BRANO ESTRATTO:
Non mi addentrerò in un campo a me ignoto (quello della psicologia di massa) ma mi basterà ricordare come, recentemente, sia stato recuperato dalla sociologia il complesso di Telemaco come strumento per indagare l’impatto della perdita del riferimento “paterno” su interi segmenti della società. Non vi è dubbio anche come tale categoria sia stata ampiamente usata per coprire, attraverso un fittizio quanto strumentale rinnovamento di gruppi dirigenti, un’operazione di stampo interclassista di attacco ai diritti dei lavoratori e alla Costituzione.
I comunisti usano altre categorie, ovvio, ma non possono essere sordi di fronte all’esigenza della rigenerazione e del rinnovamento adeguato al quadro politico e sociale emerso dopo gli anni ’80: e credo dunque che uno dei grandi problemi dei comunisti e dell’intera sinistra risieda nel fatto di vivere e calpestare la terra dove nacque e si sviluppò il più grande partito comunista d’occidente. Ciò merita una riflessione più approfondita fuori dall’obbiettivo di questo articolo.

ELENCO ARCHIVIATO:
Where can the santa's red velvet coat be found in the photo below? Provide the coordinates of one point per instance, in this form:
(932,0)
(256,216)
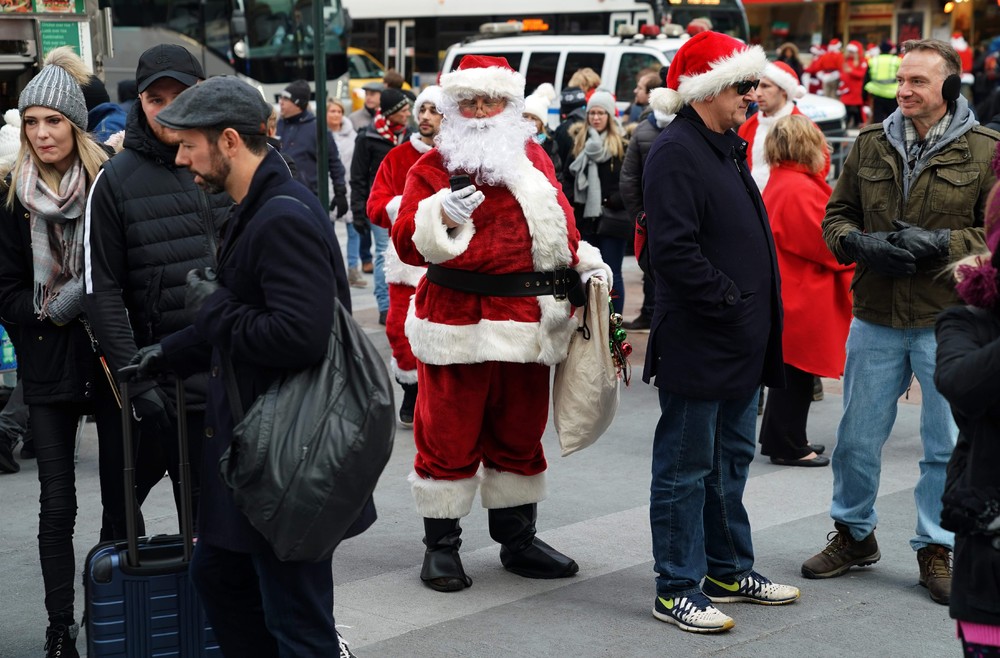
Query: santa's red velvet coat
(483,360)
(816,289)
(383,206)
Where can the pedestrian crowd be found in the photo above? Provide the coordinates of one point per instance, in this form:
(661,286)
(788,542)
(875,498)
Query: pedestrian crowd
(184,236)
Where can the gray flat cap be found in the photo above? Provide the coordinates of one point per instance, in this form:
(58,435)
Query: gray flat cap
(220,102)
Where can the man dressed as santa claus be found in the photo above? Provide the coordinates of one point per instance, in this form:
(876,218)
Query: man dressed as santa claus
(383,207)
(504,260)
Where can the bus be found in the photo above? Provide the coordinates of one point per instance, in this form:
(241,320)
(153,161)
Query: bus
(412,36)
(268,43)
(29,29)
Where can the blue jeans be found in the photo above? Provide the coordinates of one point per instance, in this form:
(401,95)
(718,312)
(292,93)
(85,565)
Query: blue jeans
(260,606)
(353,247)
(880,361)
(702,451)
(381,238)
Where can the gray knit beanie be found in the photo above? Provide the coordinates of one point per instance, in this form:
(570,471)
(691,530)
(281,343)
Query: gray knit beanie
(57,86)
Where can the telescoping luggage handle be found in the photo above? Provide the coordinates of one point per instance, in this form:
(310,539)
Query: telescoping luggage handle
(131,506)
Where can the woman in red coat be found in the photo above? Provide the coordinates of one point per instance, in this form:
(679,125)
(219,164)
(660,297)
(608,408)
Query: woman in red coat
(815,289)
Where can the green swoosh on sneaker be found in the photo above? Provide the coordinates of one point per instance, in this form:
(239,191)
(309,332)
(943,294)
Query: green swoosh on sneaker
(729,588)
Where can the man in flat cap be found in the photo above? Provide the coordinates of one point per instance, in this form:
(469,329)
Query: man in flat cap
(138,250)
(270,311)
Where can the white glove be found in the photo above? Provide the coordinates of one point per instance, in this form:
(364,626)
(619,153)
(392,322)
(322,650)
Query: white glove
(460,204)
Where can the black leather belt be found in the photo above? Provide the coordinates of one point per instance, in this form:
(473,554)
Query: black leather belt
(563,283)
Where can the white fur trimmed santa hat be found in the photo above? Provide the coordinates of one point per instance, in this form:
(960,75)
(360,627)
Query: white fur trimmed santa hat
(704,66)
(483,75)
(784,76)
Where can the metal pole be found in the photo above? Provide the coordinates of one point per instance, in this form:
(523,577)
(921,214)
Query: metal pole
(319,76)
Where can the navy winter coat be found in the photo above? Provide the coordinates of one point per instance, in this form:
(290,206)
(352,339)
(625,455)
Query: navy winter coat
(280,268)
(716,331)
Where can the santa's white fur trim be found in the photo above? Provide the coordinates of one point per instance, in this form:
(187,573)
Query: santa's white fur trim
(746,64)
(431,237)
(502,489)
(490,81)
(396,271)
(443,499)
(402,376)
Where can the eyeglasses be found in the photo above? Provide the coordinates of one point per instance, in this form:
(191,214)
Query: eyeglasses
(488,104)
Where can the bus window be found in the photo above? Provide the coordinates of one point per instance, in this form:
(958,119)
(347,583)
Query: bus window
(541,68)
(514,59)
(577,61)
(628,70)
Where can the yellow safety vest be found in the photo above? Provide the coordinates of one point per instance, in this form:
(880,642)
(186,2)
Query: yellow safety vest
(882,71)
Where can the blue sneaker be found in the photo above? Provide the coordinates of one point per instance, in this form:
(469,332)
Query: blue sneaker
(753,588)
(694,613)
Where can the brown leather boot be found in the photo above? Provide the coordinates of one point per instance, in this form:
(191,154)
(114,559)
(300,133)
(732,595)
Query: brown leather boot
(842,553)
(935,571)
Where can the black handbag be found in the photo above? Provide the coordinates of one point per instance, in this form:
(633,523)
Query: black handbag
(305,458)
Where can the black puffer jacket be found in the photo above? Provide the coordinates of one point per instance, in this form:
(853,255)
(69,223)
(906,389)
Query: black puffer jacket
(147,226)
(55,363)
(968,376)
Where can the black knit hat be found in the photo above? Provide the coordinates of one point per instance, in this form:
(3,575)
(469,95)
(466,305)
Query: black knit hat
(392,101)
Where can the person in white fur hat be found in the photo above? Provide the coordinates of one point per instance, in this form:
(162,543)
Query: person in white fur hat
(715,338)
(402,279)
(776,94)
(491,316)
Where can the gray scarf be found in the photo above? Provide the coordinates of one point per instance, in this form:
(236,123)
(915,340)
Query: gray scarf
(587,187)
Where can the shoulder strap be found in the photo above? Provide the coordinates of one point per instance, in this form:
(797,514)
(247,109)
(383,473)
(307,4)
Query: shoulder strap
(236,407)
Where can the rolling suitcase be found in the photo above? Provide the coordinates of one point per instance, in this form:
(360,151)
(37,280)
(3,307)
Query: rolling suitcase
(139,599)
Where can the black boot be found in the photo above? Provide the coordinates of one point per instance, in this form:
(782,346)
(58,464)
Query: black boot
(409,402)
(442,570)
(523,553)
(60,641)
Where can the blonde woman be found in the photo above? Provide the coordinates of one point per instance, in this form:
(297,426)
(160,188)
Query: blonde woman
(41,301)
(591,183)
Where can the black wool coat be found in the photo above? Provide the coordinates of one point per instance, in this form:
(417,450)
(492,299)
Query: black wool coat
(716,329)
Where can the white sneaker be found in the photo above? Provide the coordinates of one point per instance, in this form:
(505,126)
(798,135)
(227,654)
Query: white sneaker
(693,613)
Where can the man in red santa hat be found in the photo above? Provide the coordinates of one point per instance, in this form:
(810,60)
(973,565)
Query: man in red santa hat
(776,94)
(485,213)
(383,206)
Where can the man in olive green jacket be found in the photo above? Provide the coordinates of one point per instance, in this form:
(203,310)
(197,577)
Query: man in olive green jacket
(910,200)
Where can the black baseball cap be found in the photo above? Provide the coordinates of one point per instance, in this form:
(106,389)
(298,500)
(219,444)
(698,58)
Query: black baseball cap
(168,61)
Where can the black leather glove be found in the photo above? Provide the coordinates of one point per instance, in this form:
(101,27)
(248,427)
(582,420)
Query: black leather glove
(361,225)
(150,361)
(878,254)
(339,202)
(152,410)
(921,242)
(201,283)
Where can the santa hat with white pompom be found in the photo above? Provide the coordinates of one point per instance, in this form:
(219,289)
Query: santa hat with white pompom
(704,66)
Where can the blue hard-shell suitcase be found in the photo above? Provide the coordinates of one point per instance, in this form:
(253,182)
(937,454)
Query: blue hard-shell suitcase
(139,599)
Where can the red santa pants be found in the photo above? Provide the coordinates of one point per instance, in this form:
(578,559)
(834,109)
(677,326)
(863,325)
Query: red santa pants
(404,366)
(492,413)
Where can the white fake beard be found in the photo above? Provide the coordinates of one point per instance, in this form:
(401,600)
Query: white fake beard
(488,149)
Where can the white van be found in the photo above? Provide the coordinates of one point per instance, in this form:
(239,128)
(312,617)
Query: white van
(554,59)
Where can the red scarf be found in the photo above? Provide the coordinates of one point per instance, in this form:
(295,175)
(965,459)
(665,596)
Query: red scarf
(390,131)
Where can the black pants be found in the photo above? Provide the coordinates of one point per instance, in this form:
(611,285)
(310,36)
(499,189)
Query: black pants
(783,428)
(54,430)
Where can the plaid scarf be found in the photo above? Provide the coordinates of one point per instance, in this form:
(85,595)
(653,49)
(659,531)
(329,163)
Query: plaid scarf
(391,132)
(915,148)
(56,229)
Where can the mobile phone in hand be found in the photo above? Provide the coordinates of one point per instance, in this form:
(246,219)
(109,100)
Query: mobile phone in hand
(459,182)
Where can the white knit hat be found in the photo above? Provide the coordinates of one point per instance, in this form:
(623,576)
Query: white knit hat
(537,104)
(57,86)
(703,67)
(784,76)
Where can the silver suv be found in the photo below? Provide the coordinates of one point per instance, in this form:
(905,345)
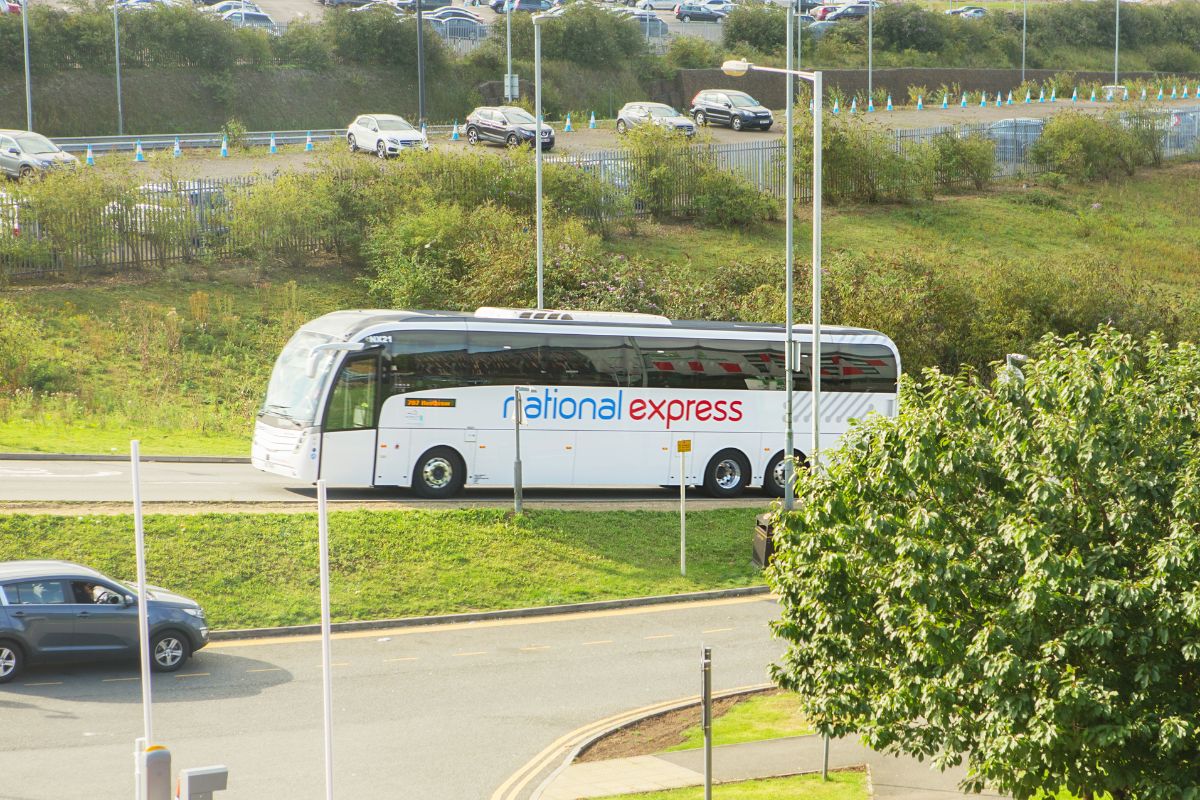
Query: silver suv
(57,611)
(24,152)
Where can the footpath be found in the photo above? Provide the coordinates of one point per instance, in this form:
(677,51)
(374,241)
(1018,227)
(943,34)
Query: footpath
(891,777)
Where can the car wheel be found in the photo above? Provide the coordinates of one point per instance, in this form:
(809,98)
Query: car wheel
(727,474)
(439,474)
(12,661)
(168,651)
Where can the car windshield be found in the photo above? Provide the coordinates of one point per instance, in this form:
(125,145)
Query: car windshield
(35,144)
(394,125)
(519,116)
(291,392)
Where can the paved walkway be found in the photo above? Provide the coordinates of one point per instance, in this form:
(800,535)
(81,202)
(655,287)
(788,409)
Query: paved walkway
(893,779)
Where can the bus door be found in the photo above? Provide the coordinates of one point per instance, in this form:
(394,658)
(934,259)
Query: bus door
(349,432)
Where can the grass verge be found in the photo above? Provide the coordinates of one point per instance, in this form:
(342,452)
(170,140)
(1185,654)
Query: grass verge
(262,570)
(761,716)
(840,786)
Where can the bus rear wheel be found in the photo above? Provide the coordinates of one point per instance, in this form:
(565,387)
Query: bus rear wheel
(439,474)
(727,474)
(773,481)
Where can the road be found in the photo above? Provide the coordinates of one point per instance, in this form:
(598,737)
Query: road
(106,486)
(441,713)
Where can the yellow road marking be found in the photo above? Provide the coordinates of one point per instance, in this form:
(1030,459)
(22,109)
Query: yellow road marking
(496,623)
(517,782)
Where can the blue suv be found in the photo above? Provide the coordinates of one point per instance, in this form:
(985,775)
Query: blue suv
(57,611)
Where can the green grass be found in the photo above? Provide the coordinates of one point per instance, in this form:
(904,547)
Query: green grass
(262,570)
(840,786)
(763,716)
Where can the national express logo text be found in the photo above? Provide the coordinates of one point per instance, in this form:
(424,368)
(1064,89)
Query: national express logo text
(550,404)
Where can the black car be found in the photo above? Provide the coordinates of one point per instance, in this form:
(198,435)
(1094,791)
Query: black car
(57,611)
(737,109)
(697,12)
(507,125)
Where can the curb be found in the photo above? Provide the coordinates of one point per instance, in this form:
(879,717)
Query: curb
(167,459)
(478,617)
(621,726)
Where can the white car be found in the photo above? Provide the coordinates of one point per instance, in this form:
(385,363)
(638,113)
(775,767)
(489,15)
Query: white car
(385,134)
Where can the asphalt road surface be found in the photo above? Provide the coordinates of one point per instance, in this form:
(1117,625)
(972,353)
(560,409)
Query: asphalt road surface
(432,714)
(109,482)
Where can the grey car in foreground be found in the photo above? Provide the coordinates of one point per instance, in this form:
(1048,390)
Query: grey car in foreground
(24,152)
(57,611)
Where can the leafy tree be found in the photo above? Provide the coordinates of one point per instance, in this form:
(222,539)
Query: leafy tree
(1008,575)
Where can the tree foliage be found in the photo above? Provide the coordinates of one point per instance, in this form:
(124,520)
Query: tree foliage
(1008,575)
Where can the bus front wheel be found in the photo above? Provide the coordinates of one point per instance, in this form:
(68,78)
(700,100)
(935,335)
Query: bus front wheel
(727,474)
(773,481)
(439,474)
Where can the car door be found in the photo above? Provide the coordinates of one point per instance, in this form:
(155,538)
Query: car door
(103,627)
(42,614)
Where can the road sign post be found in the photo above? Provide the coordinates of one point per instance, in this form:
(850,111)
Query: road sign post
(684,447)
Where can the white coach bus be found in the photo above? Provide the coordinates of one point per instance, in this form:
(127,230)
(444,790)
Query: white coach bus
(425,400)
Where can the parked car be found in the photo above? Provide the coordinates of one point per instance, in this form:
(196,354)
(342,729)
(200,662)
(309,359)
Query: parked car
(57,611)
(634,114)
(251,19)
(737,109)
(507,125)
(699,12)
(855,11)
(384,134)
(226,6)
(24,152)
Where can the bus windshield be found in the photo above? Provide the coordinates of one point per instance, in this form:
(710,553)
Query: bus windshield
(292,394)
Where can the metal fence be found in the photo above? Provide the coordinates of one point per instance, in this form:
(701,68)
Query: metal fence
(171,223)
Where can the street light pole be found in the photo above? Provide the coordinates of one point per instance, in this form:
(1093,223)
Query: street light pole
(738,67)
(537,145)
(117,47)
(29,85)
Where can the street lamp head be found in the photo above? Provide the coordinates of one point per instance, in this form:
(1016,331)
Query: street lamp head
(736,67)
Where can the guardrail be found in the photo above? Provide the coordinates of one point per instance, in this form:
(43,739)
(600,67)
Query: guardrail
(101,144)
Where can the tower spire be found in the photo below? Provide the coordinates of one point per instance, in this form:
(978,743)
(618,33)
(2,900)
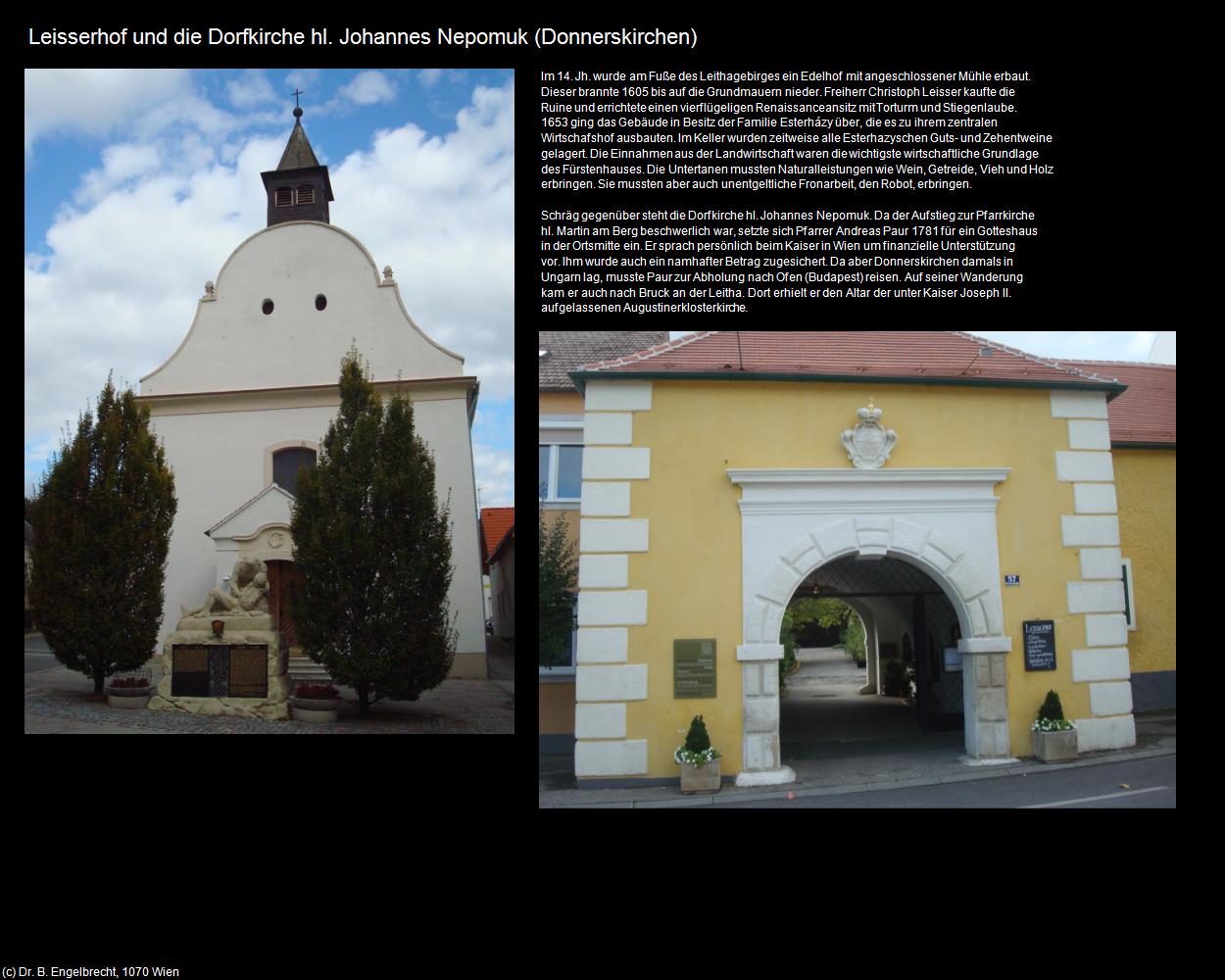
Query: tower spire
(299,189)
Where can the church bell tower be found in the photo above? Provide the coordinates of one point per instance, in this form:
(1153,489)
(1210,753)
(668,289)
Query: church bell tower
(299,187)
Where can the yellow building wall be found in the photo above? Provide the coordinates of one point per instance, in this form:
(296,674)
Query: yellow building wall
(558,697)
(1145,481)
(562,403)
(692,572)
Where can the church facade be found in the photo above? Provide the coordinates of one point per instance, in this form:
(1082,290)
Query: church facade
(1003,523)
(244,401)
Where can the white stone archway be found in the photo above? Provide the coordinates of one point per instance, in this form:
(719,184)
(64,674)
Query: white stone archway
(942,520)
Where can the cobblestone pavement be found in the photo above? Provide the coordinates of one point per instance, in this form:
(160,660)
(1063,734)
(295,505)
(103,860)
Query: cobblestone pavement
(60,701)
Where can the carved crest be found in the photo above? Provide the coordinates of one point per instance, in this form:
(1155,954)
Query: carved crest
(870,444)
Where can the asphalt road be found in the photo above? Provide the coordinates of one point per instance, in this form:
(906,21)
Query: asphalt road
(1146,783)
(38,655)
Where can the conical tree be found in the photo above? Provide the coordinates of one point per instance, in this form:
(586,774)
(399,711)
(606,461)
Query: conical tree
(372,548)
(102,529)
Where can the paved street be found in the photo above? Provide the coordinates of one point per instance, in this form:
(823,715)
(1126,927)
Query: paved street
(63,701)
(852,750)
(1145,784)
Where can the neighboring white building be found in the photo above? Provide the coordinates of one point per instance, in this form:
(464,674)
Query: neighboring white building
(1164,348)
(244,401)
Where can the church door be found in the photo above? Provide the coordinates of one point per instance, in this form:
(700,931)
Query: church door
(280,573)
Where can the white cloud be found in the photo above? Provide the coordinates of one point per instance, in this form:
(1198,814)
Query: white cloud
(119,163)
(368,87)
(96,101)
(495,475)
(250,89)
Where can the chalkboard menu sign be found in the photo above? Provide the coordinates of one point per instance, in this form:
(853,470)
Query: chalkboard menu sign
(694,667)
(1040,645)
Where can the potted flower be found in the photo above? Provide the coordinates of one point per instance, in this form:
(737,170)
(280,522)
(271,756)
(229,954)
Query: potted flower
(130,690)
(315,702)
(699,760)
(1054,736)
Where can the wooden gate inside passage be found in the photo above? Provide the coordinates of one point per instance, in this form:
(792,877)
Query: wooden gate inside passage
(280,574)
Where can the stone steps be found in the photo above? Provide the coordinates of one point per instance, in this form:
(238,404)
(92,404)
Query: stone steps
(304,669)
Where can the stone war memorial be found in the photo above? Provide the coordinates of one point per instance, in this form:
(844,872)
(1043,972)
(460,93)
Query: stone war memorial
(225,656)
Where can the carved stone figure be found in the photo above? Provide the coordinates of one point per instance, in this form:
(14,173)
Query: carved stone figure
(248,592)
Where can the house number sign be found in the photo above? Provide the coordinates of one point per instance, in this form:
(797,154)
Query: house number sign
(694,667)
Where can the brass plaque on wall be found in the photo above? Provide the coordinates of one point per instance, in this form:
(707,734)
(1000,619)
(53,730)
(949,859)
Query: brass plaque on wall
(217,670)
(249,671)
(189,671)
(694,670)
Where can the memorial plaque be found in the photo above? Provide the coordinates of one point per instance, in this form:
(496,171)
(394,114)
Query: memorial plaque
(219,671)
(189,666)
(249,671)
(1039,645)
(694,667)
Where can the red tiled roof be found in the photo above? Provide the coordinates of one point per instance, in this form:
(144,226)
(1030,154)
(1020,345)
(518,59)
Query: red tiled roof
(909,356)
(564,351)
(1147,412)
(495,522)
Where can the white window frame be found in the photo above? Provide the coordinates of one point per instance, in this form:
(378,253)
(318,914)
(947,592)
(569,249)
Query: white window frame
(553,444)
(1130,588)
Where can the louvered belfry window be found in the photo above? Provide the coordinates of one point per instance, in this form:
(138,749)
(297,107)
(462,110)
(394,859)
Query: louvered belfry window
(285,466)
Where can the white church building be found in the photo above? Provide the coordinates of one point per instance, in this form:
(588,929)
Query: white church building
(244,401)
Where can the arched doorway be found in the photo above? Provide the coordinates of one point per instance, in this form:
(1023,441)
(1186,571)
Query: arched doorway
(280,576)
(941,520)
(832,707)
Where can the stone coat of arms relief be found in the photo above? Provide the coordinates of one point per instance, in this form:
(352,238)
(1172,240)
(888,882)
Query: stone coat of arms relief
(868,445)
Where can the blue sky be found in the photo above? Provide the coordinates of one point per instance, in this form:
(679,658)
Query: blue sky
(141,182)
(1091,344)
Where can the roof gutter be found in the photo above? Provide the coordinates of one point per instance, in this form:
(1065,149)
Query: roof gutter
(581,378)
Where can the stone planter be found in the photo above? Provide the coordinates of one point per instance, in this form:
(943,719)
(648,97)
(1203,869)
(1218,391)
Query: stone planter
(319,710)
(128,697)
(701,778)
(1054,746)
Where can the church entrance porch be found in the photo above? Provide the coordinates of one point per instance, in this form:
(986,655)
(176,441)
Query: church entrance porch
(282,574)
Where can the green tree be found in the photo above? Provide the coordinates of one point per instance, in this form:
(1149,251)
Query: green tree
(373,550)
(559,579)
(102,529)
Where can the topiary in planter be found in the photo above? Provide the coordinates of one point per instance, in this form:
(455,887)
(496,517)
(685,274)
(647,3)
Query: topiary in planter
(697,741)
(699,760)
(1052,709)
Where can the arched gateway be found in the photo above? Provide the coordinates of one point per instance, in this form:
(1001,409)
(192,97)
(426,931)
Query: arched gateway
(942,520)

OBIETTIVO:
Nel brano, quale strumento la sociologia ha recuperato di recente per indagare l'impatto della perdita del riferimento "paterno"? L'elenco proviene da una fonte diversa da quella del brano.

RISPOSTA CORRETTA:
Il complesso di Telemaco.